En cuanto al recurso que consiste en colocar al interlocutor en el «campo enemigo», en el campo de la burguesía, no negamos la existencia de traidores, agentes de la patronal, buchones y otras figuras deplorables. Pero esas figuras no pueden ser adheridas al interlocutor para eludir tanto el debate intelectualmente honesto como la seria consideración de las ideas presentadas. Eso en relación a los debates. Pero, además, las acusaciones de ese calibre incendian los puentes que permitirían realizar acciones en común: con traidores no se arman listas ni frentes ni se comparten espacios. Sin embargo y curiosamente, las más febriles y pirotécnicas acusaciones se ponen en juego sin asumir la responsabilidad y las consecuencias de semejante actitud. Se acusa al otro de barbaridades y después se comparte la mesita, la calle, el frente, las listas… Las últimas PASO del FITU echaron mano asiduamente a este recurso, que empuja el diálogo hacia el anatema y lo irrecuperable para convertirlo, enseguida, en un renglón del más inocuo anecdotario.

DATOS RECOPILADOS:
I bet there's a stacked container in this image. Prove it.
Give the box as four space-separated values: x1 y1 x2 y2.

OBJETIVOS:
1. Indica si cada afirmación concuerda con el texto proporcionado y responde sí o no, citando literalmente las palabras del texto que lo deciden: (a) el texto niega que existan traidores y agentes de la patronal; (b) según el texto, con traidores no se arman listas ni frentes; (c) el texto afirma que en las últimas PASO del FITU se evitó ese recurso.
2. Escribe la continuación del texto sobre las acusaciones en los debates políticos, empezando justo después de su última oración.
Los datos no tienen relación con el texto.

RESPUESTAS POR TAREA:
1.
(a) No: «no negamos la existencia de traidores, agentes de la patronal, buchones y otras figuras deplorables».
(b) Sí: «con traidores no se arman listas ni frentes ni se comparten espacios».
(c) No: «Las últimas PASO del FITU echaron mano asiduamente a este recurso».

2.
Finalmente, el peor de los tres recursos es el que supone que ciertas consecuencias del capitalismo, como la degradación y la descomposición, conforman excelentes motivos para cerrar el diálogo con quienes sufren esas mismas consecuencias. La descomposición de los sujetos, la degradación de la clase trabajadora, es precisamente una medida del esfuerzo que hace falta, de las tareas que nos reclama la causa socialista. Los fenómenos de la degradación educativa y la descomposición social no nos permiten el amparo en lo irrelevante o imposible de las tareas, no nos habilitan a recluirnos en el refugio menguante de lo que todavía funciona, del Estado que todavía funciona, de la vida cultural que todavía funciona. Al contrario, la fortuna de poseer todavía capacidades intelectuales menos degradadas y de ejercitar lazos de sociabilidad más consistentes debería conducirnos a evaluar y comprender, críticamente, el hiato que nos separa en el interior de la misma clase trabajadora. ¿Para qué? Para encontrar los caminos, erigir los puentes, sortear los obstáculos que cierren esa distancia. O, al menos, para buscar esos caminos, estudiar la ingeniería de esos puentes y explorar, en la práctica, la superación de esos obstáculos.
Estas modalidades de cierre y cancelación del debate democrático se desprenden de la consideración, (cronológicamente) previa y (lógicamente) fundadora, de que nos hallamos en un mundo de guerra y revolución, asediado por las conspiraciones de los monopolios y atenazado por una clase obrera compuesta (exhaustivamente) por dos tipos de personas: traidores y revolucionarios. Un mundo sin lugar para la democracia burguesa, un mundo sin lugar para la competencia capitalista, un mundo en blanco y negro plenos, en el que lo único inmaculado son las banderas de la Cuarta Internacional. Por lo tanto, ninguna otra idea merece consideración, pues toda otra idea expresa una posición que representa la ignorancia, se encuentra en el campo enemigo o es una marioneta de sentimientos negativos.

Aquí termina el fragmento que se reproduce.